EXTRACT:
-----
Unlock a world of possibilities! Login now and discover the exclusive benefits awaiting you.
Hi, I'm trying to create a job to process csv data input as follow :
The Input :
ID Start_Date End_Date Action Cost
ID1 Date_S1 Date_E1 Action1 1000
ID1 Date_S2 Date_E2 Action2 200
The Output :
If Action2=Value1, the output will be :
ID Start_Date End_Date Action_Date Action Cost
ID1 Date_S1 Date_E1 Date_S2 Action2 1000
ID1 Date_S2+1 Date_E2 1200
I need to apply this changes for each ID with several rows
Any suggestions?
Hi,
Before going to solution part, I have some queries related to input data. Could you please share your thoughts for these scenarios?
a) If we are having a single record, what sould we do for matched records for Action and non matched records?
ID Start_Date End_Date Action Cost
ID1 Date_S1 Date_E1 Action1 1000
ID2 Date_S2 Date_E2 Action2 200
b) If we are having more than two records, what should we do for matched and non matched ids?
ID Start_Date End_Date Action Cost
ID1 Date_S1 Date_E1 Action1 1000
ID1 Date_S2 Date_E2 Action2 200
ID1 Date_S3 Date_E3 Action3 300
c) Is there any chance of duplication with same Action for same id? If yes, what should we do here?
ID Start_Date End_Date Action Cost
ID1 Date_S1 Date_E1 Action1 1000
ID1 Date_S2 Date_E2 Action2 200
ID1 Date_S3 Date_E3 Action2 300
There might be lot of other permutations and combinations also. Could you please first list down the valid combinations before going to the solution part?
Warm Regards,
Nikhil Thampi
Please appreciate our Talend community members by giving Kudos for sharing their time for your query. If your query is answered, please mark the topic as resolved 🙂
Hi and thank you for your reply.
a) if we have a single record for an ID it will be written as it is.
b) If we are having more than two, the output for your example will be :
ID Start_Date End_Date Action_Date Action Cost
ID1 Date_S1 Date_E1 Date_S2 Action2 1000
ID1 Date_S2+1 Date_E2 Date_S3 Action3 1200
ID1 Date_S3+1 Date_E3 1500
(PS : I have some actions with cost <>0 that I shouldn't add to the cost so my solution is to change its cost to 0. Is there a smarter solution for this?)
c) The same ID can have duplication with same action and they're considered as different action since they have different dates
ID Start_Date End_Date Action_Date Action Cost
ID1 Date_S1 Date_E1 Date_S2 Action2 1000
ID1 Date_S2+1 Date_E2 Date_S3 Action2 1200
ID1 Date_S3+1 Date_E3 1500
I used the "tMemorizeRows" in my job but it's too long since I have to use an asc sorting for the "cost" and a desc sorting for the "Action_date" and I'm still not sure if I got the right results.
-----
GIVEN RECORDS:
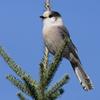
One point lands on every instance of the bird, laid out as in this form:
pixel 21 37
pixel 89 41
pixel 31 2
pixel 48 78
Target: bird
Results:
pixel 54 33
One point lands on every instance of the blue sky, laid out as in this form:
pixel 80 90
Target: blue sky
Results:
pixel 21 37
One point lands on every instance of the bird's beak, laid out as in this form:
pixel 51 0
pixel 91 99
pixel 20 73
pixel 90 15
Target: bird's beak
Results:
pixel 42 17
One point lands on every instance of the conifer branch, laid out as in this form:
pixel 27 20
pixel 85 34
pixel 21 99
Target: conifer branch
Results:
pixel 19 84
pixel 21 97
pixel 58 86
pixel 55 95
pixel 31 88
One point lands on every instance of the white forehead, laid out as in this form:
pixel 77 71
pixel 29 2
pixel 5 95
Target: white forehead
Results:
pixel 46 13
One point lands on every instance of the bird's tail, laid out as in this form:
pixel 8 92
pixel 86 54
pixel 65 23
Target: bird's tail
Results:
pixel 80 73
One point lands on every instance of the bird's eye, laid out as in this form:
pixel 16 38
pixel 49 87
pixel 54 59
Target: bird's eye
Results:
pixel 50 16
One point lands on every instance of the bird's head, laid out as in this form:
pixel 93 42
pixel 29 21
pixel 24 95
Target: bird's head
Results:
pixel 51 18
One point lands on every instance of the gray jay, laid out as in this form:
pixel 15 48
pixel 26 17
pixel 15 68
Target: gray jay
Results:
pixel 54 32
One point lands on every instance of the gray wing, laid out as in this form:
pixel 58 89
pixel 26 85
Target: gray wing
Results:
pixel 65 32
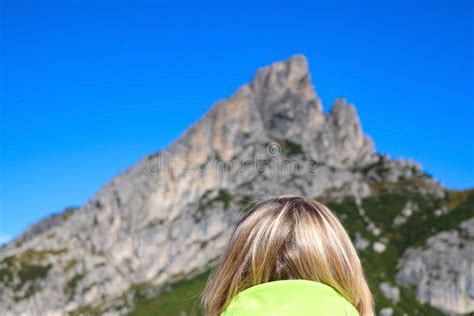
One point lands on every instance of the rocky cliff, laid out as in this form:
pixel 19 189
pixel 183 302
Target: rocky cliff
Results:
pixel 167 218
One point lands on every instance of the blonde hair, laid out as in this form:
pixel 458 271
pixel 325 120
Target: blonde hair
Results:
pixel 287 237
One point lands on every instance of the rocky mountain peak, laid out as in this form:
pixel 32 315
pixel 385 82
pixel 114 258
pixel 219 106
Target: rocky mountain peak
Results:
pixel 167 218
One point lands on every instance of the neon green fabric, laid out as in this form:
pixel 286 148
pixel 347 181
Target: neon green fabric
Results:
pixel 290 298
-----
GIVEN REQUEST A: Rewrite the paragraph of the forum thread that begins "I used the "tMemorizeRows"" as a short bulleted list, keeping its main facts.
GIVEN REQUEST B:
Answer these questions using the forum thread:
(i) What happens to an ID that has only a single record?
(ii) What does the original poster do with actions whose cost is not 0 but should not be added to the cost?
(iii) How are repeated uses of the same action for the same ID treated?
GIVEN REQUEST C: Reproduce the part of the forum thread between "a) if we have" and "solution for this?)", inclusive.

TASK RESULT A:
- The writer used "tMemorizeRows" in the job.
- It is too long, because "cost" needs an ascending sort and "Action_date" needs a descending sort.
- The writer is still unsure whether the results are right.

TASK RESULT B:
(i) It is written as it is.
(ii) The poster changes their cost to 0.
(iii) They count as different actions, since they have different dates.

TASK RESULT C:
a) if we have a single record for an ID it will be written as it is.
b) If we are having more than two, the output for your example will be :
ID Start_Date End_Date Action_Date Action Cost
ID1 Date_S1 Date_E1 Date_S2 Action2 1000
ID1 Date_S2+1 Date_E2 Date_S3 Action3 1200
ID1 Date_S3+1 Date_E3 1500
(PS : I have some actions with cost <>0 that I shouldn't add to the cost so my solution is to change its cost to 0. Is there a smarter solution for this?)